Requirements:
Reproduce only the lines from the line containing "Task: pick out the cliff face." to the end of the entries below, including both of those lines.

Raw records:
---------------
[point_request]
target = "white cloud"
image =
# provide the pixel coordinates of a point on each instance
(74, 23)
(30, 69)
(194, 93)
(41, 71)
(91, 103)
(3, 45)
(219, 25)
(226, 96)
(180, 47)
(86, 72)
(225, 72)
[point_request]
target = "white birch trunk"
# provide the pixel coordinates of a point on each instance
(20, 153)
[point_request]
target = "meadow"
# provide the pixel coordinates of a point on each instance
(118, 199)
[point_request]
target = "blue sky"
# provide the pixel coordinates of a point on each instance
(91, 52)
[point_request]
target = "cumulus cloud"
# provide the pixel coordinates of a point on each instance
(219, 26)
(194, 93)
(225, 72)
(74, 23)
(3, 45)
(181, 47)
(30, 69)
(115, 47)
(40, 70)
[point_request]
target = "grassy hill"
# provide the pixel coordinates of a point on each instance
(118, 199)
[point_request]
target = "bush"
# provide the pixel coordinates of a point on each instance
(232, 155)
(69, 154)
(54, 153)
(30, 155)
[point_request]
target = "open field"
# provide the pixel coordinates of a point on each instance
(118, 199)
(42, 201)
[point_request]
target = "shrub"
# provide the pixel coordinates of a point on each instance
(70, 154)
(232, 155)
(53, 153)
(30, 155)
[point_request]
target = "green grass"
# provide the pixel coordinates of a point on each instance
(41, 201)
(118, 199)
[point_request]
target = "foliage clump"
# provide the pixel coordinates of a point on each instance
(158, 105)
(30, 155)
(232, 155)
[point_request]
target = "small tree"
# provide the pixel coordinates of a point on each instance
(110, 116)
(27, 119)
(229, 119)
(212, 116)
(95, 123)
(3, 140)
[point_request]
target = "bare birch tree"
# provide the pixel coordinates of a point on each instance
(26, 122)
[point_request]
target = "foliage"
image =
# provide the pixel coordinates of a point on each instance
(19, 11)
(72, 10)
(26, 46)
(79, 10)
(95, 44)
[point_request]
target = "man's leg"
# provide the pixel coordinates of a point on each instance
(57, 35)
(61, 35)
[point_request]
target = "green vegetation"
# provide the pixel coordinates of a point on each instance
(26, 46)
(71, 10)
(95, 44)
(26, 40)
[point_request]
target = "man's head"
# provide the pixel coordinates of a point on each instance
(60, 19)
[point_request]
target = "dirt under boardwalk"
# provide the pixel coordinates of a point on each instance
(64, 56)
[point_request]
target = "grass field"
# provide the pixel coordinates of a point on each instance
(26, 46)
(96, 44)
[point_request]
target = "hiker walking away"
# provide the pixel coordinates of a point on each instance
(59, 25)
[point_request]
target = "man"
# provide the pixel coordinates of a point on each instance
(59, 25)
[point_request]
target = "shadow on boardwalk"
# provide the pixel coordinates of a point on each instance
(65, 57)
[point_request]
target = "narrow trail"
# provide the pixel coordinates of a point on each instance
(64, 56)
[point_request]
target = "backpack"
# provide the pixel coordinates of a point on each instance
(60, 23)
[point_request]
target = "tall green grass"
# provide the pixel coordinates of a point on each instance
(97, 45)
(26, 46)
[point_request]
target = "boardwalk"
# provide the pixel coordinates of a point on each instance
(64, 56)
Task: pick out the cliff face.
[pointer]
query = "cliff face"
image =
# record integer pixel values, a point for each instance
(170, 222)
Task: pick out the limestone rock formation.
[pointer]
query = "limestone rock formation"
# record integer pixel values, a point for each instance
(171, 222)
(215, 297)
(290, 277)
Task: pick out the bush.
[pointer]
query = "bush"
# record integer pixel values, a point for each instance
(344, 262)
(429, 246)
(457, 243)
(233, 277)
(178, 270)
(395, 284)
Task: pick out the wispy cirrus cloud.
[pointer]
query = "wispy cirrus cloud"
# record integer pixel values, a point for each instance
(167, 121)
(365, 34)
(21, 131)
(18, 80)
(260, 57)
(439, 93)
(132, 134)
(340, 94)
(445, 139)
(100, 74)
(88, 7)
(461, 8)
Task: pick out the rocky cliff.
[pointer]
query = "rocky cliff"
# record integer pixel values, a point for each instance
---------------
Right answer:
Task: pick out the cliff face.
[pointer]
query = "cliff face"
image =
# record integer pixel values, a point for each instance
(170, 222)
Task: pick out the limestone rock formation.
[pointer]
query = "limestone rock formation"
# record integer pixel values, a point for each instance
(171, 222)
(215, 297)
(290, 277)
Task: pick out the bush.
[pointer]
query = "bush"
# record integer pixel values, a point for each instance
(344, 262)
(429, 246)
(457, 243)
(233, 277)
(178, 270)
(395, 284)
Task: pick out the wispy cirrus cloud.
[pointer]
query = "wispy cirrus cloud"
# record integer pixel values, a point for each instance
(167, 121)
(365, 34)
(21, 131)
(18, 80)
(260, 57)
(439, 93)
(132, 134)
(340, 94)
(445, 139)
(100, 74)
(88, 7)
(461, 8)
Task: pick out the rocky cliff.
[pointer]
query = "rocky cliff"
# record integer pixel values, a point for each instance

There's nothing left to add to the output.